• **Task to carry out**:
Print out every line, exactly as written.

(Collected data)
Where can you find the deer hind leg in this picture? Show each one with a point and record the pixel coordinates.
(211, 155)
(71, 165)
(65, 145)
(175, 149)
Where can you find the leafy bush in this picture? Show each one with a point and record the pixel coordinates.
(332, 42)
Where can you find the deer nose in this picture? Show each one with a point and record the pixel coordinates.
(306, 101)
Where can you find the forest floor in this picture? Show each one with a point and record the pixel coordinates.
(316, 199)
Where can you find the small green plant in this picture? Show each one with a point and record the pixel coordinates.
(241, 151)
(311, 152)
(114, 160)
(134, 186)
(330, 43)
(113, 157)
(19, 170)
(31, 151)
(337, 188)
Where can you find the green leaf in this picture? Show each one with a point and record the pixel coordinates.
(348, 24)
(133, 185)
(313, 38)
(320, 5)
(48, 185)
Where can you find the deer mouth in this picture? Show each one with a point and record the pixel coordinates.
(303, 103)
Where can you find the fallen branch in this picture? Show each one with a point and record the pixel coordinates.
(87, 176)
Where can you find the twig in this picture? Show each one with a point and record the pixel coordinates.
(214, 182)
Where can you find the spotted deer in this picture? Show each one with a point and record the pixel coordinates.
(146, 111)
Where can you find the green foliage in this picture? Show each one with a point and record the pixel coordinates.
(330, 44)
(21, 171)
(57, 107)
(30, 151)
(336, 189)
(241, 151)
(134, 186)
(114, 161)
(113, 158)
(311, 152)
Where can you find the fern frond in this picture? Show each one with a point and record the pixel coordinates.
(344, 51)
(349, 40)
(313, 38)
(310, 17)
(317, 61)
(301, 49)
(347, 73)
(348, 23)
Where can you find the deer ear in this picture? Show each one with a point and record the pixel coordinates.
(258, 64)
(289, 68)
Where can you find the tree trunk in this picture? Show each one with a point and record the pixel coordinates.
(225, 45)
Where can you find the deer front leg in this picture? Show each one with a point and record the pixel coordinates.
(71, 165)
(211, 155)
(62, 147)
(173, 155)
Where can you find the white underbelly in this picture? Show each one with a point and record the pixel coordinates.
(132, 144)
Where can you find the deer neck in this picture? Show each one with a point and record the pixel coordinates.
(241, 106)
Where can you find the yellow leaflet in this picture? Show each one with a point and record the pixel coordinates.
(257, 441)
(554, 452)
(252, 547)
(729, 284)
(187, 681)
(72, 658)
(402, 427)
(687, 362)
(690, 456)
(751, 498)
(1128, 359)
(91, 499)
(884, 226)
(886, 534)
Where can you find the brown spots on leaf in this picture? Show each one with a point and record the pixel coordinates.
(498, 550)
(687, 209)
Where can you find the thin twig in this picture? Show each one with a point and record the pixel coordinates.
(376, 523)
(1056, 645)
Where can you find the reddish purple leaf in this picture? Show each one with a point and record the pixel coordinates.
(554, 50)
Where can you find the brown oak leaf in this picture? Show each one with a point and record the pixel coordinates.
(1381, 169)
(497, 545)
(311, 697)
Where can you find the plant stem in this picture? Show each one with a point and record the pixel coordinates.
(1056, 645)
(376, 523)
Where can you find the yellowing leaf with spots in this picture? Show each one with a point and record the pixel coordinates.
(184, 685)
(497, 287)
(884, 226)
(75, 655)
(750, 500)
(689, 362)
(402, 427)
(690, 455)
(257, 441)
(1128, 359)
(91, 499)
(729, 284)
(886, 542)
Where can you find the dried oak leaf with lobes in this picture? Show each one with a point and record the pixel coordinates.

• **Response for this exercise**:
Where can you find the deer hind leg in this picture? Show each one with a point and record the pixel coordinates.
(211, 155)
(71, 165)
(65, 145)
(175, 149)
Where can you find the leafy bush in this picture? Show each one with a point and record the pixel coordinates.
(332, 42)
Where can you find the deer nose in this picture? Show each one with a point and record the pixel coordinates.
(306, 101)
Where can you find the forest floor in this picture? Show each one with a point and record the pixel coordinates.
(316, 199)
Where can you find the small green plant in this picture? Show each one with a point and record the pixel coordinates.
(241, 151)
(311, 152)
(114, 160)
(134, 186)
(330, 43)
(113, 157)
(19, 170)
(31, 151)
(337, 188)
Where can you find the green leaf in this picture? Show each one with a point and record the pixel coordinates.
(348, 24)
(133, 185)
(313, 38)
(320, 5)
(48, 185)
Where can you find the deer mouth in this picture? Show each one with a point and record the pixel coordinates.
(303, 103)
Where can you find the fallen branch in this picture? Show each one with a point and record the pixel coordinates.
(87, 176)
Where can you find the twig in this picture? Show each one with a point and record the pixel coordinates.
(214, 182)
Where can you find the spotted deer in this picture? Show each one with a point and record the pixel coordinates.
(146, 111)
Where can you find the green foliage in this picture? Show each one with a point and record the pixel coordinates.
(330, 44)
(21, 171)
(57, 107)
(30, 151)
(336, 189)
(241, 151)
(134, 186)
(114, 161)
(113, 158)
(311, 152)
Where can you find the fern frond in this picture? Show each one with a point and record the pixel coordinates.
(344, 51)
(349, 40)
(313, 38)
(310, 17)
(317, 61)
(301, 49)
(347, 73)
(348, 23)
Where can you find the deer ear in this picture? Show each one with a point and record the pixel coordinates.
(258, 64)
(289, 68)
Where can you find the tree trunk in this picture? Show each one with a point and record the pixel coordinates.
(225, 45)
Where can you find the deer front leg in this picture? Show each one with a point and record the pixel coordinates.
(71, 165)
(211, 155)
(62, 147)
(173, 155)
Where can you find the white underbelly in this picture? Show each one with a point and record the pixel coordinates.
(132, 144)
Where can you find the deer neck in this picture? Show each one with a point and record the pixel coordinates.
(241, 106)
Where can you find the yellow leaflet in this picture? Show each one with a point and record the pixel coordinates.
(257, 441)
(554, 452)
(252, 547)
(729, 284)
(187, 681)
(72, 658)
(402, 427)
(687, 362)
(690, 456)
(751, 498)
(1128, 359)
(91, 499)
(884, 226)
(886, 534)
Where can you find the brown spots on leaf in this picture? Show each one with a point and record the pixel coordinates.
(498, 550)
(687, 209)
Where can you find the thin twig in this picture? Show each one with a point and record the pixel coordinates.
(376, 523)
(1056, 645)
Where can you find the reddish purple leaf in this picture? Show each one with a point and record the pixel coordinates.
(554, 50)
Where can you find the brown oak leaf in this picture? Show each one with a point and record the pixel coordinates.
(1381, 169)
(497, 545)
(311, 697)
Where can you find the plant stem in this picture? Show each one with a point and record the pixel coordinates.
(1056, 645)
(376, 523)
Where can you find the yellowing leaf with spots in this picture? Show each one with a point and record the pixel coordinates.
(184, 685)
(497, 287)
(884, 226)
(75, 655)
(750, 500)
(689, 362)
(402, 427)
(690, 455)
(257, 441)
(1128, 359)
(91, 499)
(729, 284)
(886, 542)
Where can you find the dried oak leaf with lobes in this picture? Show each one with a point and record the pixel coordinates.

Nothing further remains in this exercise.